■ WHAT YOU HAVE TO DO
Use the entries below and reproduce exactly the lines from the one containing "panel in the photo above." down to the one containing "text in the photo above.", both of them included.

Collected data:
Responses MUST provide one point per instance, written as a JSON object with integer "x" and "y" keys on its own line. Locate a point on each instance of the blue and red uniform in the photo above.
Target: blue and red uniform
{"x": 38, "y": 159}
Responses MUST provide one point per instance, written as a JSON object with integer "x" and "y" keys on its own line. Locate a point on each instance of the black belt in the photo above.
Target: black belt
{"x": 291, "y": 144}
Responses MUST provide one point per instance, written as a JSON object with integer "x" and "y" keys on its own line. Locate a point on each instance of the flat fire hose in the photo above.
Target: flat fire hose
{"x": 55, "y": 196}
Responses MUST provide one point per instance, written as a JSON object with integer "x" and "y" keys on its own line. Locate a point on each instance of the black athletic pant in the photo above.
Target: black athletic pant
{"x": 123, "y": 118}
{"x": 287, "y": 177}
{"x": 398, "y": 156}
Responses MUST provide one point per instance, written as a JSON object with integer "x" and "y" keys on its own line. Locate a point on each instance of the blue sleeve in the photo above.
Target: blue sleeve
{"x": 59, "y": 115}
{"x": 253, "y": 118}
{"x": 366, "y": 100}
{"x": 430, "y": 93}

--

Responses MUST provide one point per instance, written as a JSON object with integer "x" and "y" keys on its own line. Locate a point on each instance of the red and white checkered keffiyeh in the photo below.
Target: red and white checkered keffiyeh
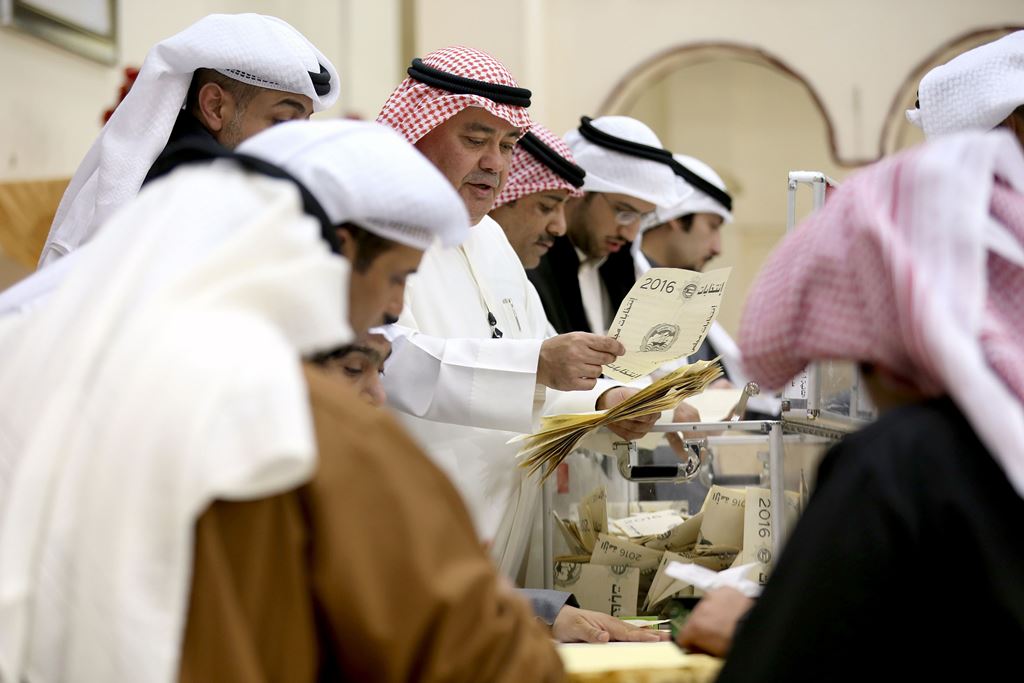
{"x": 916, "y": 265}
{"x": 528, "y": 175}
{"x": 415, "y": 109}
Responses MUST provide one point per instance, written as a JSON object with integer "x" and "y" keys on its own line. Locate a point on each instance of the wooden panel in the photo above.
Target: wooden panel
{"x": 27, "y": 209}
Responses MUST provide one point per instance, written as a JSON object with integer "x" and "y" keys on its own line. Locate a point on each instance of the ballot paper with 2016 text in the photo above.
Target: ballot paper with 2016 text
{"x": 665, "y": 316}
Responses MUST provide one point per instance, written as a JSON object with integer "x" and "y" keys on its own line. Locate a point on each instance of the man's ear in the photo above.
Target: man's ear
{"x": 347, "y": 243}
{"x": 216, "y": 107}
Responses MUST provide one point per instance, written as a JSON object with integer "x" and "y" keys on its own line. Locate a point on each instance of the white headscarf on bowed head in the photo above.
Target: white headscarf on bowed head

■ COMPLETED TASK
Responses MUST provide one point per instance, written as a JSON object with integer "x" and "y" keys on its own line. Locate a point on each instance of the wooden panel in the photo above.
Target: wooden panel
{"x": 27, "y": 209}
Responses MUST provide one point per instance, written as a JSON object with integer "x" and "y" keys on its own line. Locate a point on each instance of the ballot paper with 2016 text in the photo above.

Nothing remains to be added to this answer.